> [YOUR GOAL]:
Which lines run from the one containing "Query: truck door" to the end of the listing below? Write them out exactly, both ends included, with nothing else.

> [GIVEN DATA]:

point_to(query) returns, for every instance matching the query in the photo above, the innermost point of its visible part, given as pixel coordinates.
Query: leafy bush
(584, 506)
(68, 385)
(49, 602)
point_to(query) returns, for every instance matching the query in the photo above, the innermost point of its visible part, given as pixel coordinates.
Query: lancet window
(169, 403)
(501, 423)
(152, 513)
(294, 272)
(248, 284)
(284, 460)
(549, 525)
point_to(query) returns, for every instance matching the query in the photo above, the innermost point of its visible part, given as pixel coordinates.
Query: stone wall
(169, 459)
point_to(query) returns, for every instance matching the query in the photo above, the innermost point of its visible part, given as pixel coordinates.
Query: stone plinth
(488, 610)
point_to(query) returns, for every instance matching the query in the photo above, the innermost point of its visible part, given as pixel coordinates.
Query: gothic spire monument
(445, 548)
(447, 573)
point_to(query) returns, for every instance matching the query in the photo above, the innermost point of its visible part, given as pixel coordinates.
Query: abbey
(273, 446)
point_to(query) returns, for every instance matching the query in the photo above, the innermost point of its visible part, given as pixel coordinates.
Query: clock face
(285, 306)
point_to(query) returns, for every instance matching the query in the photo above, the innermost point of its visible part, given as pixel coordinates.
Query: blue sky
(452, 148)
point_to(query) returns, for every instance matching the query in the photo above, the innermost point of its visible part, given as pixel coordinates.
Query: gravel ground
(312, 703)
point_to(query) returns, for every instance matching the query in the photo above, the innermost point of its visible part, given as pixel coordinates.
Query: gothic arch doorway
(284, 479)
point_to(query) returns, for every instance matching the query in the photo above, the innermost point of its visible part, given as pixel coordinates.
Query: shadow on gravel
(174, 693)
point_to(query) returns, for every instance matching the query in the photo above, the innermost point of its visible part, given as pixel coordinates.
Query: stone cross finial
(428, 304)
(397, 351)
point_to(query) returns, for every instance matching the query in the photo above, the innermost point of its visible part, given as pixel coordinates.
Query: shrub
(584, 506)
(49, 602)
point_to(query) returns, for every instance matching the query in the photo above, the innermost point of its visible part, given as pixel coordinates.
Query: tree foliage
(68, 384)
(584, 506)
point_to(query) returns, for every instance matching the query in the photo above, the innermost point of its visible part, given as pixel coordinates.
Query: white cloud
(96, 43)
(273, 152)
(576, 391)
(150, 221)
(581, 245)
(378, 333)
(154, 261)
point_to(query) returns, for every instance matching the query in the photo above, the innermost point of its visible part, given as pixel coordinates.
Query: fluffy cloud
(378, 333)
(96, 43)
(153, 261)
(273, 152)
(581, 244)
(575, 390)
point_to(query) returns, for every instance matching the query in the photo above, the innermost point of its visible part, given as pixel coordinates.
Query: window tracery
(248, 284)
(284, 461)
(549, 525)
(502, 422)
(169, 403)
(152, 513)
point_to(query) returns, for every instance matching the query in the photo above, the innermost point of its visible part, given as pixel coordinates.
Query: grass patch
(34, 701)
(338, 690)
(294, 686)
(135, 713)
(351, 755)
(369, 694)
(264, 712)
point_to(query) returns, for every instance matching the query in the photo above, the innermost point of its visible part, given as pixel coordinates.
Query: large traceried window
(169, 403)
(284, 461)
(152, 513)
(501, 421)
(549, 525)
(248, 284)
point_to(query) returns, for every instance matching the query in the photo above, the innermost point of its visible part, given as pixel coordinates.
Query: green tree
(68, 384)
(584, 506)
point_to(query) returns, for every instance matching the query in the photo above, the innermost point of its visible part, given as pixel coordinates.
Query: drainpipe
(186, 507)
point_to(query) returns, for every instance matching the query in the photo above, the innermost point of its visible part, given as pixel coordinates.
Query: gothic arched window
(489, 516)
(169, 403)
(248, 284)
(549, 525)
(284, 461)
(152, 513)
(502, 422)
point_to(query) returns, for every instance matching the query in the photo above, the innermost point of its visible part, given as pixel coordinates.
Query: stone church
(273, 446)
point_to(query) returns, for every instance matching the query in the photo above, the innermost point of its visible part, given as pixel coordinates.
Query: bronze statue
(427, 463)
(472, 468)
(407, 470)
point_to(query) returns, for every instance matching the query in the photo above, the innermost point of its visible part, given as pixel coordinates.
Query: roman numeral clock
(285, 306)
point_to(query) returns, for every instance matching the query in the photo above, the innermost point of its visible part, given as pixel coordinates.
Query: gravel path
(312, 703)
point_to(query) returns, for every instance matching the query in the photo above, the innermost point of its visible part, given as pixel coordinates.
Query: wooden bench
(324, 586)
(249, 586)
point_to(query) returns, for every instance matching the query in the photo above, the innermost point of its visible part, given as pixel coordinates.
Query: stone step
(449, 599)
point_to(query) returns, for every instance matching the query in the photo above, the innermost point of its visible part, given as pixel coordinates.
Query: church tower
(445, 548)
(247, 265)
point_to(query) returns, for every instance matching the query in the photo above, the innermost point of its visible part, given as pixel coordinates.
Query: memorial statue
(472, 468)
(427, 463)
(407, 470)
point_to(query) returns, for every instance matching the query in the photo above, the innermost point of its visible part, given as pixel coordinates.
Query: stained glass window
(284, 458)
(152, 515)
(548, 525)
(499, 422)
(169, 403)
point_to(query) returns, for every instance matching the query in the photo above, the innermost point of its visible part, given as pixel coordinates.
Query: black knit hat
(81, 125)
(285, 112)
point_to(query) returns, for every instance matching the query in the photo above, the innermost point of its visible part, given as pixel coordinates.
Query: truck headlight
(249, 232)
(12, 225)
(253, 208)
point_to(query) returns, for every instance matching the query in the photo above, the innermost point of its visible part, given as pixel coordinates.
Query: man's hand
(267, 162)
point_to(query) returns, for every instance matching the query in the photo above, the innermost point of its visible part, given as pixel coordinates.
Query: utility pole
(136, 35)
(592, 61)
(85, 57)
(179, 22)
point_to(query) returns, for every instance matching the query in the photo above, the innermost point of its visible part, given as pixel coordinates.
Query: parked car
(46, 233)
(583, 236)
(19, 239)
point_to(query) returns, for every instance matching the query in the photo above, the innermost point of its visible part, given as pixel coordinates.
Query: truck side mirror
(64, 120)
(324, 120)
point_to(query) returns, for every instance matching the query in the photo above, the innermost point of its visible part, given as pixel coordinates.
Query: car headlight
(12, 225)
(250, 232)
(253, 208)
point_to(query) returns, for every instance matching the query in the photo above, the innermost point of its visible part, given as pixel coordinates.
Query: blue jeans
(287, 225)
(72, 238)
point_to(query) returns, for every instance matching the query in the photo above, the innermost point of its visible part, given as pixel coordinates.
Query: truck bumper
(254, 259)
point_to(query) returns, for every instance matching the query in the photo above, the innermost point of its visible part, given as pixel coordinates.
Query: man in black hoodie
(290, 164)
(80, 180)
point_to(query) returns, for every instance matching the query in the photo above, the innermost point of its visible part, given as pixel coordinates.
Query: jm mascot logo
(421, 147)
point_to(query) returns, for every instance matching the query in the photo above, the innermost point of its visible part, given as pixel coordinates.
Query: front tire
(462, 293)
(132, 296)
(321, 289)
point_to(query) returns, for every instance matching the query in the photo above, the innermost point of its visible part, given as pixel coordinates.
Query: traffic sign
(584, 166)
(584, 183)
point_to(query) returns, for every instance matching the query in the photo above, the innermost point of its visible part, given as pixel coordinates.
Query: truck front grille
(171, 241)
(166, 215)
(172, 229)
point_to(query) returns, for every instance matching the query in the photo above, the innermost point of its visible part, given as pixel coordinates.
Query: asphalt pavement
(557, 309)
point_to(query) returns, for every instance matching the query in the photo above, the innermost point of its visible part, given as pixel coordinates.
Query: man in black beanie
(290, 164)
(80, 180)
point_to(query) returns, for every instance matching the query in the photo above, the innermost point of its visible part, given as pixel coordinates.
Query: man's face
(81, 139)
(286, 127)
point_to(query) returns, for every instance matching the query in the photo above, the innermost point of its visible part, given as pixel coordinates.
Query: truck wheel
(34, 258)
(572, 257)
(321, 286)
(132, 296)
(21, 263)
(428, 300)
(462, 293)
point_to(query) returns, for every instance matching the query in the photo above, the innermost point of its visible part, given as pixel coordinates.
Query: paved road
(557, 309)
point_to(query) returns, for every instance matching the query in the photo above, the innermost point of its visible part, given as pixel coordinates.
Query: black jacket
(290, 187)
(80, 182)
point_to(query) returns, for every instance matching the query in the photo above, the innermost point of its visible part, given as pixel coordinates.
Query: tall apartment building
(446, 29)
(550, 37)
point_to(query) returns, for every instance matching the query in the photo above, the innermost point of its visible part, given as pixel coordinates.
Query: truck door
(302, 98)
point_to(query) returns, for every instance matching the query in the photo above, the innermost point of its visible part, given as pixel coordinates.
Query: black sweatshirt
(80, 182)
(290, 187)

> [OUTPUT OF THE EXERCISE]:
Query: truck door
(302, 98)
point_to(query) returns, for every instance matching the query in the photo above, the innermost point of its visible part, given as pixel coordinates.
Query: black sweatshirt
(80, 182)
(290, 187)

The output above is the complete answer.